» **INSTRUCTIONS TO FOLLOW**
Switch "thermostat" to "smoke detector" in the lines starting at the one containing "Point out the white baseboard" and ending with the last line below. Give back only those lines, with nothing else changed.

» **INFORMATION SUPPLIED**
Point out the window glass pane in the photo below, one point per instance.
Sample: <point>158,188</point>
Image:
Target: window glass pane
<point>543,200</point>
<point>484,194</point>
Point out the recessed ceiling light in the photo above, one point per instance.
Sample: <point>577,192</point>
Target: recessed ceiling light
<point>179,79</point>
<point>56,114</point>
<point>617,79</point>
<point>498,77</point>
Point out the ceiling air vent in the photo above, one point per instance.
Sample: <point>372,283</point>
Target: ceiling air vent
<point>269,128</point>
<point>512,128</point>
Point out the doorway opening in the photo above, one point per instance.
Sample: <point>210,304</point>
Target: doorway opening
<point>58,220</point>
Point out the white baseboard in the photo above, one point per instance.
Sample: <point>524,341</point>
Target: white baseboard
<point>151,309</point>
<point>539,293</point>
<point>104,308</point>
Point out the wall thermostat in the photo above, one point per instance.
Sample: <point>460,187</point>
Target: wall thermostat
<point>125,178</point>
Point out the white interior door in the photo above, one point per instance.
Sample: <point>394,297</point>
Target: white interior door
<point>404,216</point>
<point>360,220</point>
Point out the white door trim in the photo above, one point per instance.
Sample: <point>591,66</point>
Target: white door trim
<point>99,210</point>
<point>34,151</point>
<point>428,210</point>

» **FINISHED ANSWER**
Point out the white baseboard in the photo above, one point per instance.
Sample: <point>524,341</point>
Target: white baseboard
<point>151,309</point>
<point>539,293</point>
<point>104,308</point>
Point out the wall smoke detector in the photo above, one point per instance.
Sample: <point>460,187</point>
Target: wall smoke detector
<point>125,178</point>
Point out the white interior door in the photo above, one point per instance.
Sample: <point>394,297</point>
Target: white interior door
<point>404,216</point>
<point>360,220</point>
Point out the white door trim in the photo above, one point per instance.
Sample: <point>591,66</point>
Target: white door trim
<point>99,210</point>
<point>34,151</point>
<point>428,210</point>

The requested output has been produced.